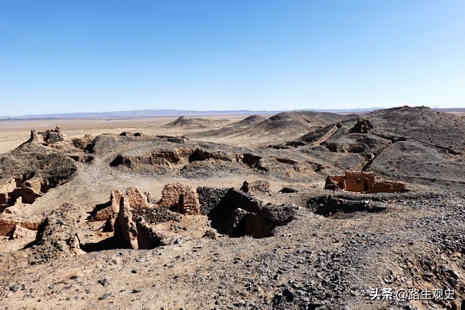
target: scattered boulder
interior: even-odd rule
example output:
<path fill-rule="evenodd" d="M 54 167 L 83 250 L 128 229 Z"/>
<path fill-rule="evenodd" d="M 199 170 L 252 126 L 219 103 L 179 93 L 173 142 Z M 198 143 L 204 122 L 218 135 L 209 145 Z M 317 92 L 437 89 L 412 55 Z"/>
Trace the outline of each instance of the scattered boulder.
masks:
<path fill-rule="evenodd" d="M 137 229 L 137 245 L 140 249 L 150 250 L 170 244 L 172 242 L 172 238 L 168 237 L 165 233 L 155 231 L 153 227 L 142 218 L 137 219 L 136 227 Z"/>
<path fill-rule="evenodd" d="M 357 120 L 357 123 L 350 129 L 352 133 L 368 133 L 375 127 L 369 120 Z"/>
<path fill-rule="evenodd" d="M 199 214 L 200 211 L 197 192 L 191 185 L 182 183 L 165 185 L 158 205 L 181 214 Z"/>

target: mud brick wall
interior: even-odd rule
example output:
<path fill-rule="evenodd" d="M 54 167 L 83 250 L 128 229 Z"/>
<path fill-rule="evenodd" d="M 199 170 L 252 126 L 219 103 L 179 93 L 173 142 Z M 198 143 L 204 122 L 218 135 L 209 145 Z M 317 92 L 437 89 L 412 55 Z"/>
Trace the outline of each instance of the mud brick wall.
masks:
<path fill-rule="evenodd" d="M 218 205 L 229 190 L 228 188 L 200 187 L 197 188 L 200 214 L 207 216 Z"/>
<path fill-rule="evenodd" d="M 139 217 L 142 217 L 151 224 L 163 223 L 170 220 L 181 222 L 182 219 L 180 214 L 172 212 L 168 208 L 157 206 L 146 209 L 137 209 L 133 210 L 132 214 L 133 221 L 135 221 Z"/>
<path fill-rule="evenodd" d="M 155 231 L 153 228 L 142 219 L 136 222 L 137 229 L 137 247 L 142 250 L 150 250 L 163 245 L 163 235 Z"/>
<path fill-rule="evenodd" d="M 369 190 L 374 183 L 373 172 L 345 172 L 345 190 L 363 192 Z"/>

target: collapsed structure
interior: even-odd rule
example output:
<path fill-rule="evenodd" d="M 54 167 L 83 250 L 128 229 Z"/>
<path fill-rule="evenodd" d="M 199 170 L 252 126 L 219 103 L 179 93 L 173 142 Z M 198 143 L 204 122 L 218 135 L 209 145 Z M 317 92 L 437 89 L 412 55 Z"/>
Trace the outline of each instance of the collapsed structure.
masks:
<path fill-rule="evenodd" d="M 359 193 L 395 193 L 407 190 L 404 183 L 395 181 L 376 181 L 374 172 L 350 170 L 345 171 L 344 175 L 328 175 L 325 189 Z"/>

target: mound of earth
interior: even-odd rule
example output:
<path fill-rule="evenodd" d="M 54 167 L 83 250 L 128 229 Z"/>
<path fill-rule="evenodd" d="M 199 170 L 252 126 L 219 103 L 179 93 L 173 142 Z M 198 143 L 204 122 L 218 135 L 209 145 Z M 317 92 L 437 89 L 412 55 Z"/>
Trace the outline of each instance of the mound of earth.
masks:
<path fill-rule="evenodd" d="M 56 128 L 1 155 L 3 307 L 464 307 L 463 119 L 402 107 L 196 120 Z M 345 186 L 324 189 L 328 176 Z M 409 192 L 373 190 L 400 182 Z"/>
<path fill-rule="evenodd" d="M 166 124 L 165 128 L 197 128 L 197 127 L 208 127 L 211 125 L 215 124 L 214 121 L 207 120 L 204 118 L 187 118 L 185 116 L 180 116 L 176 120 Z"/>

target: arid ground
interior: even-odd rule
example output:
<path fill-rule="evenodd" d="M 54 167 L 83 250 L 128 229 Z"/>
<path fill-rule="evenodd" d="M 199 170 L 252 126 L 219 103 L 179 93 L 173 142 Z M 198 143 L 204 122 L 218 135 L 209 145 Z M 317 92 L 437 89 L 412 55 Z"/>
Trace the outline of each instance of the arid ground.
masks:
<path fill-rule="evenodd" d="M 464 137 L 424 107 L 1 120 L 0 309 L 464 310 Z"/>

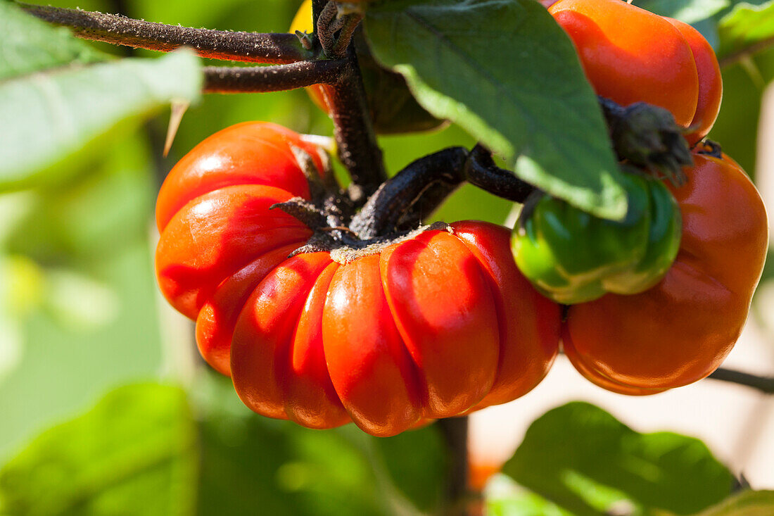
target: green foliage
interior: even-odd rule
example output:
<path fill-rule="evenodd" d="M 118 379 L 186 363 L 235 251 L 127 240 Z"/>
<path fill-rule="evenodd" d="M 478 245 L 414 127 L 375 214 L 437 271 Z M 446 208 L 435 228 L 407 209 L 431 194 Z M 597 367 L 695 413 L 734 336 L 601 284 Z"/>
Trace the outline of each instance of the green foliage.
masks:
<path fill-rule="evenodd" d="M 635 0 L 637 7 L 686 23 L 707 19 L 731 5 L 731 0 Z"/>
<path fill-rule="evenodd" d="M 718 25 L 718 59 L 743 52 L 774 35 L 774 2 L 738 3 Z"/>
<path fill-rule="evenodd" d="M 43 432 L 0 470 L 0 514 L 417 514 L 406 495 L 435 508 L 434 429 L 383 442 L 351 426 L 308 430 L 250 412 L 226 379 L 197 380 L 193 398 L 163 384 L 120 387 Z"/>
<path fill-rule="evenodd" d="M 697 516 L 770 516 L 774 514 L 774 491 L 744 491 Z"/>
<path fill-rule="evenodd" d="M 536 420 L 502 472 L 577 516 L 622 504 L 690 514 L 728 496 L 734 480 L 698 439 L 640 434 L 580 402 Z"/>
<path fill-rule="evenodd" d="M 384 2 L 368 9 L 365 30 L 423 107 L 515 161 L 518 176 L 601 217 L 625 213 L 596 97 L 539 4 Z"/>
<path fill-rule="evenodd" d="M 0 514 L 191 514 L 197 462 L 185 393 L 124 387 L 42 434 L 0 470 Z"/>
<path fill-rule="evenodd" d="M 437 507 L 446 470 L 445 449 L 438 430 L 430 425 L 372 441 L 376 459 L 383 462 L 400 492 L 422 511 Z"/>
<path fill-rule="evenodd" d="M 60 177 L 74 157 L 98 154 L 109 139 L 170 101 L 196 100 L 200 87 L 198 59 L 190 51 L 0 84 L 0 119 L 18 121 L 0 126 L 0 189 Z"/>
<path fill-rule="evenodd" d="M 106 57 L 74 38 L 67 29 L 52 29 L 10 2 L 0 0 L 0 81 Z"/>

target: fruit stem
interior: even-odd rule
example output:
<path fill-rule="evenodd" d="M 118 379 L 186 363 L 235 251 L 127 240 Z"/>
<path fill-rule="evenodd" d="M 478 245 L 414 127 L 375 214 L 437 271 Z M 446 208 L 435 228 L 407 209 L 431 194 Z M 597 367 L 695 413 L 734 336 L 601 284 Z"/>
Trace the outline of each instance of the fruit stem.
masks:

----

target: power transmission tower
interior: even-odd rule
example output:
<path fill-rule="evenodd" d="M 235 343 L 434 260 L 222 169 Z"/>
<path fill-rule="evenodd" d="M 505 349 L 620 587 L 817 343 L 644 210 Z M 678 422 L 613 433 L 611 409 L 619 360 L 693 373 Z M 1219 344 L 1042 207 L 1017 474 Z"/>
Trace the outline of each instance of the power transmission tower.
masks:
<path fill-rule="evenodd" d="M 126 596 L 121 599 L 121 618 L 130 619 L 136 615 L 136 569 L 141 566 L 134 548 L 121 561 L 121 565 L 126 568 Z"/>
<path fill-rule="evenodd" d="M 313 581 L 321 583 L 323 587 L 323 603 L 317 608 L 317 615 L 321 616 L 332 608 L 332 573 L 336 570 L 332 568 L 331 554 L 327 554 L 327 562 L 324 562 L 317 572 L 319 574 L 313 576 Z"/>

----

**Written request**
Locate every line in the records above that contains the word "earth" and copy each such line.

**Full output**
target: mound of earth
Trace the outline of each instance of the mound of earth.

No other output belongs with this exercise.